The Chung Chi College is one of the constituent colleges of The Chinese University of Hong Kong (CUHK), and one of the three original colleges that joined to form the CUHK in 1963. Founded in 1951 by representatives of Protestant churches in Hong Kong, it was formally incorporated under the Chung Chi College Incorporation Ordinance in 1955.

Among the colleges of CUHK, Chung Chi is the only one with a religious background.

History
Chung Chi College was founded in 1951 by the representatives of Protestant Churches in Hong Kong to meet the need for a local institution of higher learning. The Board of Regents of St. John's University, Shanghai moved to Hong Kong after it was closed by the Communist government and assisted in the founding of Chung Chi College. The college aims to provide further education in accordance with Christian traditions so that its students can develop an appreciation of both Western and Chinese cultures. It was formally incorporated in 1955 under an ordinance of the government.

The college began with borrowed and rented premises, first in the Cathedral Hall and St. Paul's Co-educational College, then at No. 147 Caine Road and in the Bishop Hoare Memorial Building on Lower Albert Road. Expansion was made possible by financial help from church organizations in North America and Britain. Local churches, firms, and private individuals also gave considerable support. In 1956, the college moved to its permanent site in the Ma Liu Shui valley. Between 1959 and 1963, it received the bulk of its funds from the government. In 1963, it was incorporated as one of the three founding colleges of The Chinese University of Hong Kong.

━━━━━━

*Stated task 1*
According to the Chung Chi College text, in what year did the college move to its permanent site in the Ma Liu Shui valley?
*Stated task 2*
Write out the records from the line with "Keep to these rules. Indicate every instance of the glass milk" through the end of the records as a numbered list, leaving out any blank lines.

━━━━━━

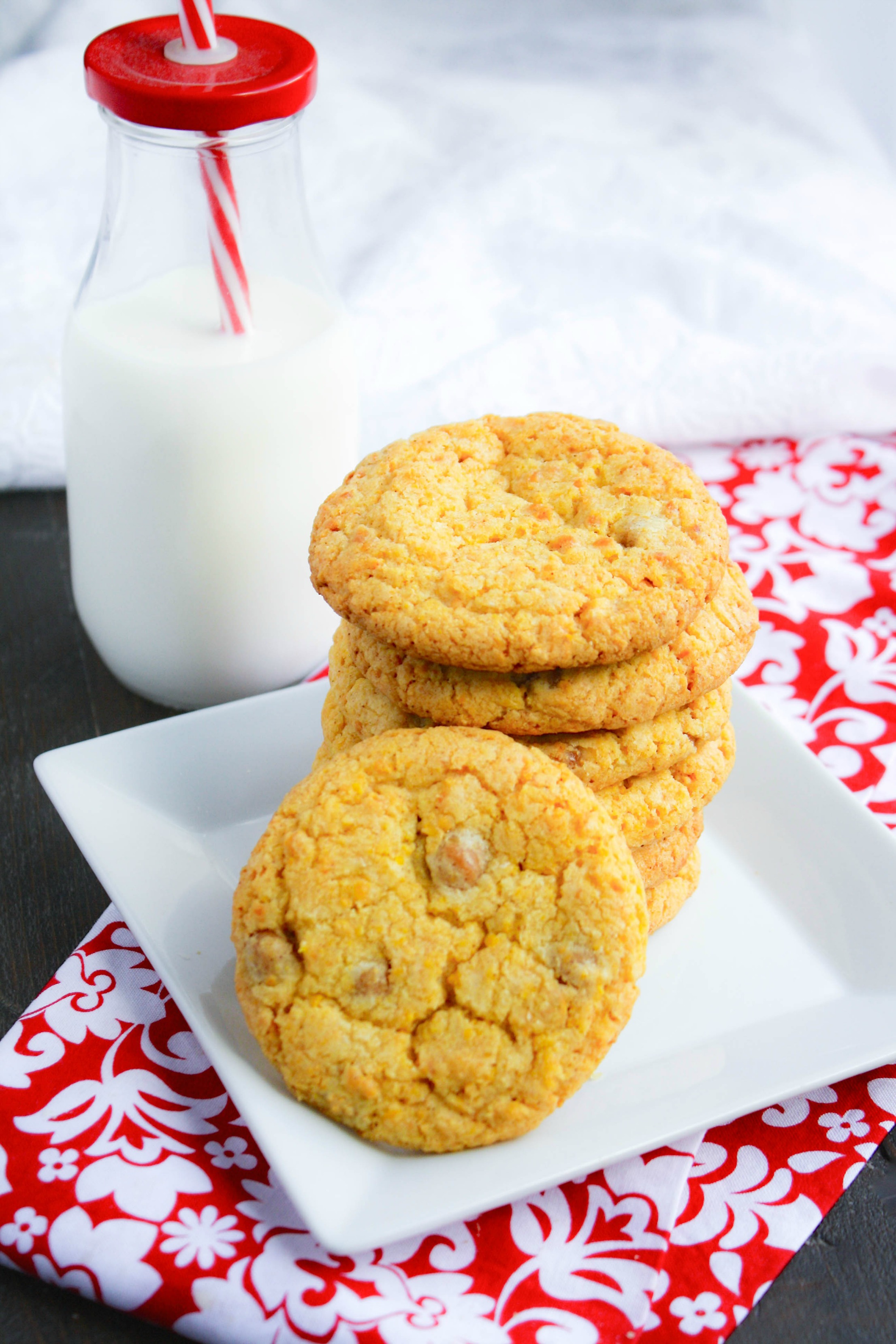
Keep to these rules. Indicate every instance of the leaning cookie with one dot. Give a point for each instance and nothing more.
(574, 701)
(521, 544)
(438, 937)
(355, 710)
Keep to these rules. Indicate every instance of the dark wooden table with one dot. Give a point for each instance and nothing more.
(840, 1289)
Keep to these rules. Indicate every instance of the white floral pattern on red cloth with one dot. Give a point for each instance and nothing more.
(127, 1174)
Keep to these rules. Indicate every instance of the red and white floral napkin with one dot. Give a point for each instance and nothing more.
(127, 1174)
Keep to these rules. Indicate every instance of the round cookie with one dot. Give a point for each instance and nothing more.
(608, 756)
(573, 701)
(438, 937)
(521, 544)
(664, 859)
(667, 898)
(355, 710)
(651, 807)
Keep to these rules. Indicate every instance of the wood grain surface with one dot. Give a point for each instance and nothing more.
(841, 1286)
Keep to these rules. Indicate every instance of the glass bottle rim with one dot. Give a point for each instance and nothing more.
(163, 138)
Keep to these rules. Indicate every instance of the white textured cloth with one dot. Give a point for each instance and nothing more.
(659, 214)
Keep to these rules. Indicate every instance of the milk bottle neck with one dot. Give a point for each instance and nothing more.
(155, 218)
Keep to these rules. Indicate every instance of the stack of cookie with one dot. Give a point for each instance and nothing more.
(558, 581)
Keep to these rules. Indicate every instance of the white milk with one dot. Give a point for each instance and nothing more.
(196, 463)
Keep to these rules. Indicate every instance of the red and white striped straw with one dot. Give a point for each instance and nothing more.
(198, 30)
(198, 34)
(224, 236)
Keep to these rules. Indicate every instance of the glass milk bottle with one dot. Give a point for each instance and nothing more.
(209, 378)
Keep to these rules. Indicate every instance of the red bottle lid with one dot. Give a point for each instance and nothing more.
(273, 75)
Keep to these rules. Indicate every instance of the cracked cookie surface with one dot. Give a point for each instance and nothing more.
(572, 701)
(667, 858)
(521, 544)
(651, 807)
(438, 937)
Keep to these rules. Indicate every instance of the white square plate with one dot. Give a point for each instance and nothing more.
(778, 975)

━━━━━━

*Exercise response 1*
1956

*Exercise response 2*
1. Keep to these rules. Indicate every instance of the glass milk bottle with one dot. Give a point for each instance and nothing more.
2. (209, 378)
3. Keep to these rules. Indicate every instance of the red bottle lid with one dot. Give a point for each instance and nothing more.
4. (273, 75)
5. Keep to these rules. Indicate every instance of the cracked cookie surface with one dot. Give a point for each instance and nothing more.
6. (572, 701)
7. (667, 858)
8. (521, 544)
9. (651, 807)
10. (438, 937)
11. Keep to these rules. Indicate every instance of the white square plate with one dot. Give a point for each instance and nothing more.
12. (778, 975)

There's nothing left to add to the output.